» Exercise tasks
#1 In the Holocaust course description, which grade levels is the class for?
#2 Can you rewrite everything in the Holocaust course description from "When I was in" down to "teach it well.", changing "documentaries" to "films"?
#3 Could you write what comes next in the Holocaust course description, picking up after its final sentence?
>> Start Document segment
The Holocaust: History and Memory: New Class Offering for Next Year!

The Holocaust: History and Memory: New Class Offering for Next Year!

The Holocaust: History and Memory: Class Description

Class Type:         Elective

Grade Level:      11-12

Credit:                 ½ credit

Studying and understanding the events of the Holocaust is a complex matter. This course closely examines the history and memory of Nazi genocide. Topics include antisemitism and racism, Nazism and genocide, collaboration and resistance, ghettos, concentration camps, resistance, and memory of the Holocaust in the United States. Class readings will cover a wide range of materials, including scholarly works, primary sources, memoirs, video testimonies, films, and art.

Introduction from Mrs. Hall: 

When I was in college I took a class about the Holocaust. It was a 7 pm night class once a week for three hours; everyone thought it would be a drag to discuss such a dark subject at the end of a long day. The class was so intriguing that week after week the class didn’t move as 10 pm came and went. We watched documentaries, read memoirs, and grappled with tough issues of blame, remorse, and forgiveness. I have always wanted to re-create a course similar to this at WHS, but I always felt the need to have experienced aspects of the Holocaust myself before I could teach it well.
>> End Document segment
>> Start Record excerpts
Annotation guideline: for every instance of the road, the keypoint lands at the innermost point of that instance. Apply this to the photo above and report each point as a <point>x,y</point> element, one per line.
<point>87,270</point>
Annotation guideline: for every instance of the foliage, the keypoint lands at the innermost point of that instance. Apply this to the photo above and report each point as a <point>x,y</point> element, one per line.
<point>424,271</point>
>> End Record excerpts
>> Start Record excerpts
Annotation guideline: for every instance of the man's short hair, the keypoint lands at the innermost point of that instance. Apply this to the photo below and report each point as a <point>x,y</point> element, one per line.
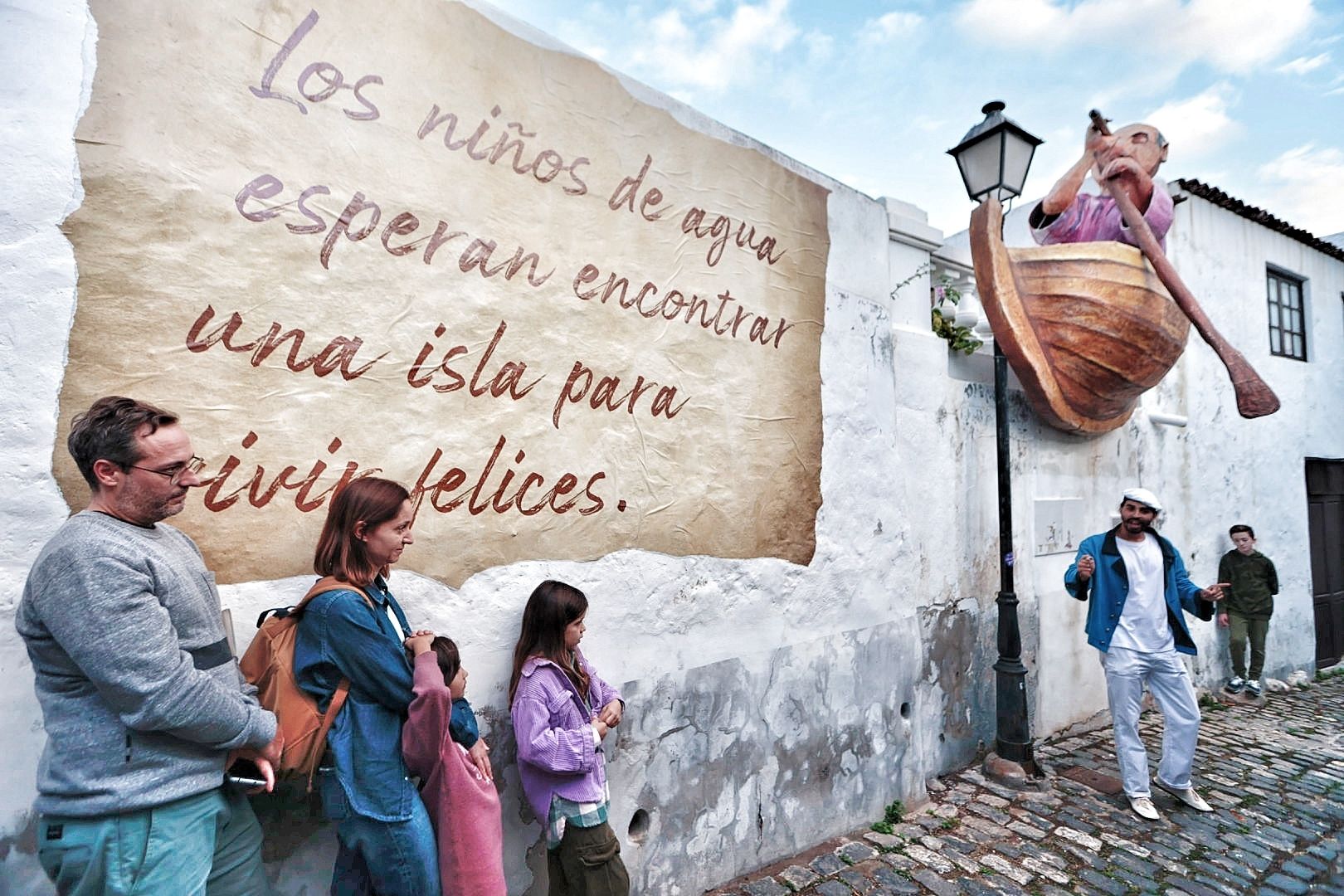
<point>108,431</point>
>> End Record excerpts
» Answer list
#1 Grades 11-12

#2
When I was in college I took a class about the Holocaust. It was a 7 pm night class once a week for three hours; everyone thought it would be a drag to discuss such a dark subject at the end of a long day. The class was so intriguing that week after week the class didn’t move as 10 pm came and went. We watched films, read memoirs, and grappled with tough issues of blame, remorse, and forgiveness. I have always wanted to re-create a course similar to this at WHS, but I always felt the need to have experienced aspects of the Holocaust myself before I could teach it well.

#3
I have been to the US Holocaust Museum in Washington, DC on many occasions, but a few years ago I flew to Amsterdam to visit the secret annex where Anne Frank hid. With a group of teachers, I traveled to Sachsenhausen, the first concentration camp built by the Nazis. We visited Halberstadt, Germany where not a single Jew survived and only has a former synagogue and decimated Jewish cemetery left behind. Our group attended the Jewish Museum of Berlin and Holocaust memorials through Germany. During the summer of 2017, I visited a friend in Austria and we went to Mauthausen-Gusen Concentration Camp where labor what used to work the granite quarries. We also traveled to Budapest, Hungary to visit the Dohány Street Synagogue which became the ghetto for Hungarian Jews when the Nazis captured the city. Many of the last shipments of Jews during the Holocaust that where killed came from this previously protected Budapest community. After experiencing places like these I am better equipped to understand and share with students the complexity of the Holocaust. I want to convey to my students that they are very much like the locals that witnesses the brutal injustice of anti-Semitism and limits sanctioned by the Nuremberg Laws which threatened the way of life for every European.

The lessons of the Holocaust are important for modern society to use to make changes to better humanity.

“I swore never to be silent whenever and wherever human beings endure suffering and humiliation. We must always take sides.”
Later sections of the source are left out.